We must not allow Obasanjo to twist our history. We know how GEJ emerged as president of Nigeria. He was imposed on the nation by Obasanjo. There was no way GEJ would have been president if Obasanjo had allowed Nigerians to choose. Jonathan would probably be serving out his second term in office as Governor of Bayelsa State.
Even that would have been a gift by Obasanjo who got Governor Diepreye Alamieyeseigha impeached “for corruption”, though political pundits said the real reason was Alams’ support for Obasanjo’s Vice President, Atiku Abubakar with whom OBJ was locked in mortal political combat.
If Obasanjo had allowed Nigerians to pick, they would have had to choose between Dr. Peter Odili (who had emerged as the front contender for the People’s Democratic Party (PDP) flag and All Nigerian People’s Party’s (ANPP) candidate, Gen. Buhari.
Obasanjo personally hand-picked terminally ailing Katsina Governor, Yar’ Adua, and dovish Bayelsa Governor, GEJ. He brought them to Aso Villa and paraded them before television cameras as the presidential candidate and running mate of the PDP.
The do-or-die ‘candidates’
Not only that, he announced to his party and the nation that the election of his successor was for him a do-or-die affair. He campaigned fanatically for Yar’Adua/Jonathan and got them elected.
A few months down the line he was on the streets denigrating Yar’Adua but he was not brazen about it as he is with GEJ. Yar’ Adua had reversed some of the give-away privatisation exercises from which OBJ and his acolytes had sumptuously benefited.
When Yar’Adua’s recovery became hopeless, OBJ started the whispering that GEJ should be empowered as full President. OBJ was one of the first to urge Jonathan to run for president as from June 2010. He was part of GEJ’s campaigns until he was elected in April 2011.
Nigeria’s presidency is one of the most powerful offices in the world in that it (rather than the people) decides who occupies the highest office in the land (and other high offices). It was that power that made the emergence of Obasanjo, Yar’Adua and GEJ possible.
It is that power that will make Jonathan president for a second term in 2015, unless a major shift of paradigm in the political behaviour of Nigerians takes place. For now, the Nigerian people only queue up to confirm what the presidency has already worked out.
OBJ’s tongue in cheek
It is one of Obasanjo’s classical hypocrisies to put the blame of GEJ’s election on the Nigerian electorate. He knows he is not speaking the whole truth. That is Obasanjo the only saint in action.

YOUR TASKS
A – Reproduce the passage of the commentary on Obasanjo and Jonathan from "It is that power" to "already worked out.".
B – Answer these questions using the commentary on Obasanjo and Jonathan:
(i) Which state was Yar'Adua governor of when Obasanjo picked him?
(ii) Which governor did Obasanjo get impeached "for corruption"?
(iii) From what month and year did Obasanjo urge Jonathan to run for president?
C – Extend the commentary on Obasanjo and Jonathan with further paragraphs that pick up after its final sentence.

DATA EXTRACT
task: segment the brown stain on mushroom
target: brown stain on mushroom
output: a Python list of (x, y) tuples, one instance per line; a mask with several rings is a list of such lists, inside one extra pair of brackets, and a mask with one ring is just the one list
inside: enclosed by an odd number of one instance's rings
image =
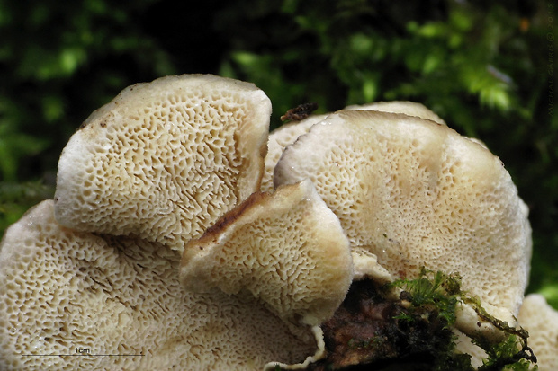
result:
[(270, 197), (271, 193), (268, 192), (252, 193), (245, 201), (238, 205), (230, 211), (225, 213), (225, 215), (223, 215), (213, 225), (205, 231), (203, 235), (198, 241), (207, 241), (208, 239), (212, 239), (215, 235), (218, 235), (222, 231), (227, 229), (229, 225), (234, 223), (239, 216), (244, 214), (245, 210), (254, 208), (256, 205), (260, 204)]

ANSWERS BY TASK
A –
It is that power that will make Jonathan president for a second term in 2015, unless a major shift of paradigm in the political behaviour of Nigerians takes place. For now, the Nigerian people only queue up to confirm what the presidency has already worked out.

B –
(i) Katsina State.
(ii) Governor Diepreye Alamieyeseigha.
(iii) June 2010.

C –
But on the issue of President Jonathan mismanaging the Boko Haram uprising, I agree. Lack of decisive action allowed a rag-tag band of gunmen to balloon to a full-fledged terrorist organisation able to assemble explosives and carry out suicide bombings. Obasanjo and Yar’ Adua as presidents gave people reasons to fear them. Even on his sick bed, Yar’ Adua’s aura hung over Abuja and the nation, same as the dead body of Josef Stalin hung over the Union of the Soviet Socialist Republics (USSR) for months before it was officially announced. Obasanjo and Yar’Adua made power look truly powerful. Yar’Adua made northern hotheads, such as Nasir el Rufai and Nuhu Ribadu to stay away from Nigeria out of fear.
But as soon as he died they came back. El Rufai took up a newspaper column and every week calls GEJ a weak and incompetent leader. Ribadu drifted to the Action Congress of Nigeria (ACN) and ran for president against GEJ. He was brought in to audit the oil industry and somehow he ended up messing up the president with a leakage of his committee’s report. It is not just Jonathan’s foes that have portrayed him as “weak”. He himself has made it clear that he was no “Pharaoh” or “general”.
This perception of him as leader who cannot hurt a fly emboldened disgruntled power brokers from the north to offer support to terrorists and enabled them to grow.
Today, we hear of “dialogue” between the Federal government and terrorists. We also hear some of them “unjustly” handled will be financially compensated!
We hear so many things that under Shagari, Buhari, Babangida, Abacha, OBJ and Yar’Adua were simply unthinkable. I wonder how GEJ feels when people say these things about him.